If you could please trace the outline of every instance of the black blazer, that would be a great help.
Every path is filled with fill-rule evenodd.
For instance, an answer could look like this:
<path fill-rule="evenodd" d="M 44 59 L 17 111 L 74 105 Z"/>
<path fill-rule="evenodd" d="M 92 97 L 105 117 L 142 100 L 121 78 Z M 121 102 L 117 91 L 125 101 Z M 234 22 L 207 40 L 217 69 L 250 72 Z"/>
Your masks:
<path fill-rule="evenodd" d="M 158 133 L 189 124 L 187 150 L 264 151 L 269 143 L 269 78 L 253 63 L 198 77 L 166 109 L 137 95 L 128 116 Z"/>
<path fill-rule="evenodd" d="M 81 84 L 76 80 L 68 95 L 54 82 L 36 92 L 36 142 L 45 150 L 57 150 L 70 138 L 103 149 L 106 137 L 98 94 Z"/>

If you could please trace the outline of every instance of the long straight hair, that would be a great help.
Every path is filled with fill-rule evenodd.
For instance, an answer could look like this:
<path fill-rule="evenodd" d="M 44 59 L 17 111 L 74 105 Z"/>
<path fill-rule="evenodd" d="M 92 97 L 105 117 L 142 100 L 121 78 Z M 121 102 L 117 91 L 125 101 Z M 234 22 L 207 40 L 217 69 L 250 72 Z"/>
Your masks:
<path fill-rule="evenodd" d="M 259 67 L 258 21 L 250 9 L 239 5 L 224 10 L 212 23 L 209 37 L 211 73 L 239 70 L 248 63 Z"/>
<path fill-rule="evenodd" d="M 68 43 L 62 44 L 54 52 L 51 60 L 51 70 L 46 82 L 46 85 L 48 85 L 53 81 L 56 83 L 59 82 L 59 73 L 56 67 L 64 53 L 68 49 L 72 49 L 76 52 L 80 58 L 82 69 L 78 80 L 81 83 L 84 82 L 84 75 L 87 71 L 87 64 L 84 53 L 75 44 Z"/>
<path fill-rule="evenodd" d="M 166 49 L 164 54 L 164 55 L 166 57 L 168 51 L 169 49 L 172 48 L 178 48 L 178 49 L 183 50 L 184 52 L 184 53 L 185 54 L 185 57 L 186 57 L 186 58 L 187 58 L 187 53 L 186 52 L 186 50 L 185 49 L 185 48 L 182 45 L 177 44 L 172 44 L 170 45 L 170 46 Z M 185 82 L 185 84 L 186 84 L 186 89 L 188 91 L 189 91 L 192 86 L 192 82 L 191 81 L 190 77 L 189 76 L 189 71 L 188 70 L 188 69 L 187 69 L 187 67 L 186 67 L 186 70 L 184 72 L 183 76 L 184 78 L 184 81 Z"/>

────────────────────

Every line from the one holding "hair, that would be a great help." through the final line of the listing must be echoed exactly; leave out all other lines.

§ **Complete answer**:
If you could please trace the outline of every instance of the long straight hair, that would be a great help.
Every path is filled with fill-rule evenodd.
For instance, an answer could look like this:
<path fill-rule="evenodd" d="M 44 59 L 17 111 L 74 105 Z"/>
<path fill-rule="evenodd" d="M 92 97 L 105 117 L 142 100 L 121 78 Z M 121 102 L 117 91 L 125 101 Z M 234 22 L 207 40 L 217 69 L 250 72 Z"/>
Your masks:
<path fill-rule="evenodd" d="M 259 67 L 258 21 L 250 9 L 239 5 L 224 10 L 212 23 L 209 37 L 211 73 L 239 70 L 248 63 Z"/>
<path fill-rule="evenodd" d="M 68 43 L 62 44 L 54 52 L 51 60 L 51 70 L 46 82 L 46 85 L 48 85 L 53 81 L 56 83 L 59 82 L 59 73 L 56 67 L 64 53 L 68 49 L 72 49 L 76 52 L 80 58 L 82 69 L 78 80 L 81 83 L 84 82 L 84 75 L 87 71 L 87 64 L 84 53 L 75 44 Z"/>
<path fill-rule="evenodd" d="M 166 49 L 164 54 L 164 55 L 166 57 L 168 51 L 169 49 L 172 48 L 178 48 L 178 49 L 183 50 L 184 52 L 184 53 L 185 54 L 185 57 L 186 57 L 186 58 L 187 58 L 187 53 L 186 52 L 186 50 L 185 49 L 185 48 L 182 45 L 177 44 L 172 44 L 170 45 L 170 46 Z M 185 82 L 185 84 L 186 84 L 186 89 L 188 91 L 189 91 L 192 86 L 192 82 L 191 81 L 190 77 L 189 76 L 189 71 L 188 70 L 188 69 L 187 69 L 187 67 L 186 67 L 186 70 L 184 72 L 183 76 L 184 78 L 184 81 Z"/>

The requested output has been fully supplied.